### To do
Reproduce the lines below word for word, leaving out the pictures.

### Data in this exercise
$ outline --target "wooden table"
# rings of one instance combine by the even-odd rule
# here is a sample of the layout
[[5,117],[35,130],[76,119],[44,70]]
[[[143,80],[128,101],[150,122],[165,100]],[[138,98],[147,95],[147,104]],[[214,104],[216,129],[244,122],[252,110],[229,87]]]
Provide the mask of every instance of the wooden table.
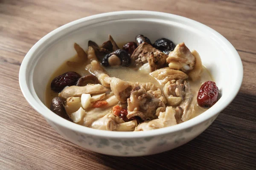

### Solution
$ outline --target "wooden table"
# rings of one instance combine by the even-odd rule
# here is a sample of the layout
[[5,117],[35,130],[76,119],[44,70]]
[[[143,80],[128,101],[150,122],[165,100]],[[138,98],[147,95],[147,104]],[[214,104],[216,129],[244,122],[252,110],[229,87]]]
Provide the mask of every instance of the wooden table.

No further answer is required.